ENTRIES >>
** begin **
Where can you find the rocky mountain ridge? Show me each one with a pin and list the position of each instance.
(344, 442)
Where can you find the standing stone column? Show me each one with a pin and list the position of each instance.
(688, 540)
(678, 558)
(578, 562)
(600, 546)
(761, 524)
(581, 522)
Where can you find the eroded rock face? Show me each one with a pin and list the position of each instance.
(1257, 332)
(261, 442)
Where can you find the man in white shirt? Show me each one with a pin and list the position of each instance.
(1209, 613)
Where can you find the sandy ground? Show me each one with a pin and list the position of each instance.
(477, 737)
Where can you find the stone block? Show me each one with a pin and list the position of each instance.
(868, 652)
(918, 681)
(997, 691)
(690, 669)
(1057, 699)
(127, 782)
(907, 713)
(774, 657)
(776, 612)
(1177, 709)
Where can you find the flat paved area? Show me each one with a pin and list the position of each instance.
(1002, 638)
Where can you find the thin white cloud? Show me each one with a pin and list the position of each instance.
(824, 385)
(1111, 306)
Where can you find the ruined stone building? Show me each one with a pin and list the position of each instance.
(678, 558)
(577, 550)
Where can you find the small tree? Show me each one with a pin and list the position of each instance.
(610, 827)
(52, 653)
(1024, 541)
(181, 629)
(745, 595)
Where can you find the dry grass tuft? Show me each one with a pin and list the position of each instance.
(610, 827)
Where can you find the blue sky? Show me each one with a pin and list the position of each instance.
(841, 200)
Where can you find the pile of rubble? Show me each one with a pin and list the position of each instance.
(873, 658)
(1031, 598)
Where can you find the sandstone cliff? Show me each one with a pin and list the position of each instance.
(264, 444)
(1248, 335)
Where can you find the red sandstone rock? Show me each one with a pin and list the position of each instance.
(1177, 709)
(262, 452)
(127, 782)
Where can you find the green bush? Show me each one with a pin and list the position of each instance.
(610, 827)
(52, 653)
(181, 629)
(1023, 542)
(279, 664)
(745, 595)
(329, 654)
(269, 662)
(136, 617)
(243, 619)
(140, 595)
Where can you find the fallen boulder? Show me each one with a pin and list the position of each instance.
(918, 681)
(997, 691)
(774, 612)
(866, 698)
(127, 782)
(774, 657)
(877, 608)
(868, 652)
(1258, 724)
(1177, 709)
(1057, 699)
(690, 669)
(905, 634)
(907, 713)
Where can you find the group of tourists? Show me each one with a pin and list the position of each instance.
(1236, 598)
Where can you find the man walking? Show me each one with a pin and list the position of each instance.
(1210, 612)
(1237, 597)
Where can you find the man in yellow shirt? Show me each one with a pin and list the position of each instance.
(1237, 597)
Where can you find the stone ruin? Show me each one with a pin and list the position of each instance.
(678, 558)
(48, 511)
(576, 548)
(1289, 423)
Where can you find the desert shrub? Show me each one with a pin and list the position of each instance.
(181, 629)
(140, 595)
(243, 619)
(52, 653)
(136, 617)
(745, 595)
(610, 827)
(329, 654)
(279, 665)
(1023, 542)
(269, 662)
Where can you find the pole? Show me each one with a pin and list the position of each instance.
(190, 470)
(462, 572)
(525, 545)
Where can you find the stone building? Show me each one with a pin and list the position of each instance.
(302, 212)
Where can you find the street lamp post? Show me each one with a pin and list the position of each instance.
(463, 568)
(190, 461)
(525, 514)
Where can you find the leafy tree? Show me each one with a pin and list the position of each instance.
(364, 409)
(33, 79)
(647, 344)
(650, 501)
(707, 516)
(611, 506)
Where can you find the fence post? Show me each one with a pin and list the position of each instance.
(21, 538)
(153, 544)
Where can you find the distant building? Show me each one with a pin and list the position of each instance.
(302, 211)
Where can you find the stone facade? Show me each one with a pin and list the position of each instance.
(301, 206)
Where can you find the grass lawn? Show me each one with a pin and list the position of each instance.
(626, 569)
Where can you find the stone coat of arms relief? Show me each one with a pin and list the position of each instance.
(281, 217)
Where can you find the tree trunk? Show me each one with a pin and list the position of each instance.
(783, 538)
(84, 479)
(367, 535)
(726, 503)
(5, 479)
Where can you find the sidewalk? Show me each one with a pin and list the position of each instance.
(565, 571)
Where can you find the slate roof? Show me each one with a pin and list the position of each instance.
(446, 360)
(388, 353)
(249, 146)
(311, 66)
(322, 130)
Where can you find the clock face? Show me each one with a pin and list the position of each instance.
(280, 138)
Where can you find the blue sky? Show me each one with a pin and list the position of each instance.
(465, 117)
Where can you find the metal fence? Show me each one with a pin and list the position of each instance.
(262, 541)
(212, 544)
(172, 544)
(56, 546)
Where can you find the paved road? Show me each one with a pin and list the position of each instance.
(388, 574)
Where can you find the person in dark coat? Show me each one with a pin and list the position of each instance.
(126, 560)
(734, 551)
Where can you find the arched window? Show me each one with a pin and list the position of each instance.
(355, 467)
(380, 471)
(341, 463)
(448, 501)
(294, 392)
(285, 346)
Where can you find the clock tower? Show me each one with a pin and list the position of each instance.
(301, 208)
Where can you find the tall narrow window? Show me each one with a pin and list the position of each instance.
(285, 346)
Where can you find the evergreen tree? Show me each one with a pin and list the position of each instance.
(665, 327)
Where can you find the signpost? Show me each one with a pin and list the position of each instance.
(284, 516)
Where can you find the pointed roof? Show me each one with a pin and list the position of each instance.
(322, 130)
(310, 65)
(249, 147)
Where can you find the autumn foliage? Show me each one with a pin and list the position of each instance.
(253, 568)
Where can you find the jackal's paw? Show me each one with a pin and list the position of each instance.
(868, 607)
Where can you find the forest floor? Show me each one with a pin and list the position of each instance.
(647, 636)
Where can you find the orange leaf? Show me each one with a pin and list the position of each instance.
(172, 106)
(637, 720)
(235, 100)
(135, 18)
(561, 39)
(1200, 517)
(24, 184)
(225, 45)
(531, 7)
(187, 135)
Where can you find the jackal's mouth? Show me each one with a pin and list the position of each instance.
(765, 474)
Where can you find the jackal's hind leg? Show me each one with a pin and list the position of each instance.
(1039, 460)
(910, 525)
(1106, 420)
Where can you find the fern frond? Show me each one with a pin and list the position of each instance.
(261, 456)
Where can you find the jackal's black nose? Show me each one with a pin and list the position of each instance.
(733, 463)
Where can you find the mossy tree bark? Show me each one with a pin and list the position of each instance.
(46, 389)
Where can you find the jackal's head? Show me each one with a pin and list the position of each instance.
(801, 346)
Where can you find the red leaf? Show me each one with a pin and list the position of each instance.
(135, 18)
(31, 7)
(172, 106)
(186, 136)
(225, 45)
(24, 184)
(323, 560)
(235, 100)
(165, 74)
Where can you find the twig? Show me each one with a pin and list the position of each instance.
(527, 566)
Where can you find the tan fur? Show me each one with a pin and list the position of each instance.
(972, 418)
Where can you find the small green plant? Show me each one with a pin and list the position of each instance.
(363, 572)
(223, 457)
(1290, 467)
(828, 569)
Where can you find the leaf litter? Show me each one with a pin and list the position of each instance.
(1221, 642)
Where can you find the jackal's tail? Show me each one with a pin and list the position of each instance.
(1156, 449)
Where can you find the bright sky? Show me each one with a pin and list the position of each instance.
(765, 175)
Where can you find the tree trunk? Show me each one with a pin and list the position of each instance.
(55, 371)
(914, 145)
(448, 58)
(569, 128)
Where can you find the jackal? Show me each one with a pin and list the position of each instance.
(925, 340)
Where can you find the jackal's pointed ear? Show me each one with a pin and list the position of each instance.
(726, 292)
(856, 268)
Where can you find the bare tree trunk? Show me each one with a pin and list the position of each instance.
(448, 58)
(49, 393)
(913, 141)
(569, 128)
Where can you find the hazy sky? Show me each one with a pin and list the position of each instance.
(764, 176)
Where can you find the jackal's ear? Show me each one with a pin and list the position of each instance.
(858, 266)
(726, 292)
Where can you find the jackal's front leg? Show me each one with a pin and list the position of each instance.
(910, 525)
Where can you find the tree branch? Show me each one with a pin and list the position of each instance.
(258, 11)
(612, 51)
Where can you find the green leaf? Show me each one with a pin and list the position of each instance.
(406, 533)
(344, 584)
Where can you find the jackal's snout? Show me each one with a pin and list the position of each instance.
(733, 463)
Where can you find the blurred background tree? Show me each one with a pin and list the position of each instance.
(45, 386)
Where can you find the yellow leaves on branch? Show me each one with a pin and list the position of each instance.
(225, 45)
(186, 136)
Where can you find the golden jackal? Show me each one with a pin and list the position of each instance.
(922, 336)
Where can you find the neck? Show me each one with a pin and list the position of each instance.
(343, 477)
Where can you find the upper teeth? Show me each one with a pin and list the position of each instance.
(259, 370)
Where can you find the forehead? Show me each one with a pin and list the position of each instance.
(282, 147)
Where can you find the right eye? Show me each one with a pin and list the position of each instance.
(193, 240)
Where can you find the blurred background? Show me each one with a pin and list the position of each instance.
** end **
WHAT TO DO >>
Present the lines above as a Markdown table, starting with the line containing "Where can you find the flat" and going on through the line containing "(1111, 306)", with columns headed Number and Line. Omit any blank lines.

OUTPUT FOR THIS TASK >>
| Number | Line |
|---|---|
| 1 | Where can you find the flat paved area? Show me each one with a pin and list the position of each instance. |
| 2 | (1002, 638) |
| 3 | Where can you find the thin white cloud? Show me each one with a pin and list the position of each instance. |
| 4 | (824, 385) |
| 5 | (1111, 306) |